### PROBLEM TO SOLVE
How many lines of the data below contain the string "positive"? Give only the number.

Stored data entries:
________________________
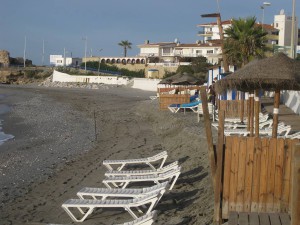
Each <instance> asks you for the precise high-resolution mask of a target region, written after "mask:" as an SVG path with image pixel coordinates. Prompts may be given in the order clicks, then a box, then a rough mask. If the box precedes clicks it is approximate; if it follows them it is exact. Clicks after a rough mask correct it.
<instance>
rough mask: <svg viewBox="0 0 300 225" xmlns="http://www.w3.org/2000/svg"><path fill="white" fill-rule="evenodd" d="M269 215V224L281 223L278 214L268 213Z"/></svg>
mask: <svg viewBox="0 0 300 225" xmlns="http://www.w3.org/2000/svg"><path fill="white" fill-rule="evenodd" d="M269 217H270V222H271V225H281V222H280V219H279V214H277V213H270V214H269Z"/></svg>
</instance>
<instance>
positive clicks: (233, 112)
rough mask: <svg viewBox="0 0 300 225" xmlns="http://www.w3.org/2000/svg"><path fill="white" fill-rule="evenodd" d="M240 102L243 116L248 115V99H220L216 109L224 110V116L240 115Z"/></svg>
mask: <svg viewBox="0 0 300 225" xmlns="http://www.w3.org/2000/svg"><path fill="white" fill-rule="evenodd" d="M242 102H244V117H246V116H247V115H248V100H244V101H242V100H220V101H219V105H218V109H219V110H224V111H225V117H226V118H233V117H240V113H241V108H242V107H241V106H242Z"/></svg>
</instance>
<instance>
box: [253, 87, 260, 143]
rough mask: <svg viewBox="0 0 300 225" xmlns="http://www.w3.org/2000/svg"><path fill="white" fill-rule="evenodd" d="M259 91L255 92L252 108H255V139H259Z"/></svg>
mask: <svg viewBox="0 0 300 225" xmlns="http://www.w3.org/2000/svg"><path fill="white" fill-rule="evenodd" d="M258 94H259V90H255V96H254V102H255V105H254V108H255V137H259V96H258Z"/></svg>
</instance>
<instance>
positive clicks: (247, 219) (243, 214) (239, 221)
mask: <svg viewBox="0 0 300 225" xmlns="http://www.w3.org/2000/svg"><path fill="white" fill-rule="evenodd" d="M248 224H249V220H248V213H245V212H241V213H239V225H248Z"/></svg>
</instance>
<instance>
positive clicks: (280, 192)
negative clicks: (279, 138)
mask: <svg viewBox="0 0 300 225" xmlns="http://www.w3.org/2000/svg"><path fill="white" fill-rule="evenodd" d="M284 142H285V141H284V139H278V140H277V152H276V159H275V183H274V185H275V186H274V212H280V204H281V192H282V186H283V160H284Z"/></svg>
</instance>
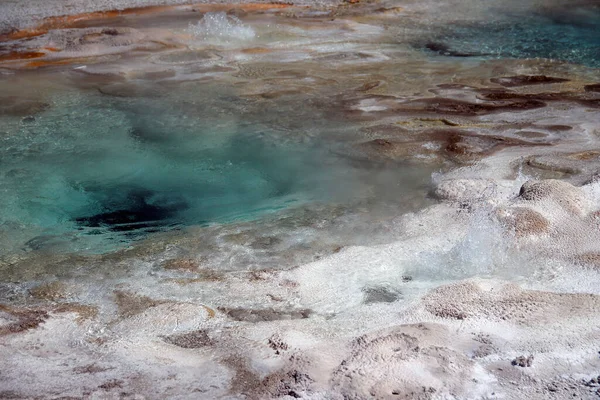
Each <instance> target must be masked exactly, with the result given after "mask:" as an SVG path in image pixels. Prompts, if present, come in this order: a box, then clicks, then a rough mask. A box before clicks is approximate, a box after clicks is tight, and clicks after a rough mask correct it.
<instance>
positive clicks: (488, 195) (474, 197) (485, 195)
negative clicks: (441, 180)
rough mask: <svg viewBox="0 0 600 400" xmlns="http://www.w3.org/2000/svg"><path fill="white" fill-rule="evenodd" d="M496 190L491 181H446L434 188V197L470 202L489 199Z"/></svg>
mask: <svg viewBox="0 0 600 400" xmlns="http://www.w3.org/2000/svg"><path fill="white" fill-rule="evenodd" d="M496 188H497V184H496V183H495V182H494V181H493V180H491V179H447V180H444V181H442V182H440V183H439V184H438V185H437V186H436V188H435V190H434V195H435V197H437V198H438V199H441V200H449V201H460V202H470V201H476V200H481V199H485V198H486V197H491V196H492V195H494V194H495V193H496Z"/></svg>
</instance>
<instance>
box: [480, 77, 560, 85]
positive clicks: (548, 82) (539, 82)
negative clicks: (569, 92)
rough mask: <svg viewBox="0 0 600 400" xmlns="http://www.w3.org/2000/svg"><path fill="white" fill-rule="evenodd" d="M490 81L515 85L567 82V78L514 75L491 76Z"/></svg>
mask: <svg viewBox="0 0 600 400" xmlns="http://www.w3.org/2000/svg"><path fill="white" fill-rule="evenodd" d="M490 81H491V82H493V83H497V84H499V85H502V86H504V87H517V86H528V85H542V84H549V83H562V82H569V79H564V78H556V77H552V76H546V75H515V76H507V77H502V78H492V79H490Z"/></svg>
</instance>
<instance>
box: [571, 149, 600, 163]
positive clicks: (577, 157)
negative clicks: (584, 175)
mask: <svg viewBox="0 0 600 400" xmlns="http://www.w3.org/2000/svg"><path fill="white" fill-rule="evenodd" d="M567 158H571V159H574V160H581V161H588V160H593V159H598V158H600V151H598V150H588V151H582V152H579V153H571V154H569V155H568V156H567Z"/></svg>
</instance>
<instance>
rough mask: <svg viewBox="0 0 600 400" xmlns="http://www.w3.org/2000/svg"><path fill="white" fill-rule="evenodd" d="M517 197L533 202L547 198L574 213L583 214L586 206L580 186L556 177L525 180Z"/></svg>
mask: <svg viewBox="0 0 600 400" xmlns="http://www.w3.org/2000/svg"><path fill="white" fill-rule="evenodd" d="M519 199H521V200H526V201H533V202H539V201H548V200H549V201H552V202H554V203H556V204H557V205H558V206H560V207H561V208H562V209H564V210H566V211H567V212H569V213H572V214H576V215H583V214H584V213H585V211H586V208H587V207H586V206H587V200H586V198H585V194H584V193H583V191H582V190H581V189H580V188H578V187H575V186H573V185H571V184H570V183H568V182H565V181H559V180H556V179H547V180H543V181H528V182H525V183H524V184H523V186H521V190H520V191H519Z"/></svg>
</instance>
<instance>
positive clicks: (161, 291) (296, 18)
________________________
### RESPONSE TO THE TASK
7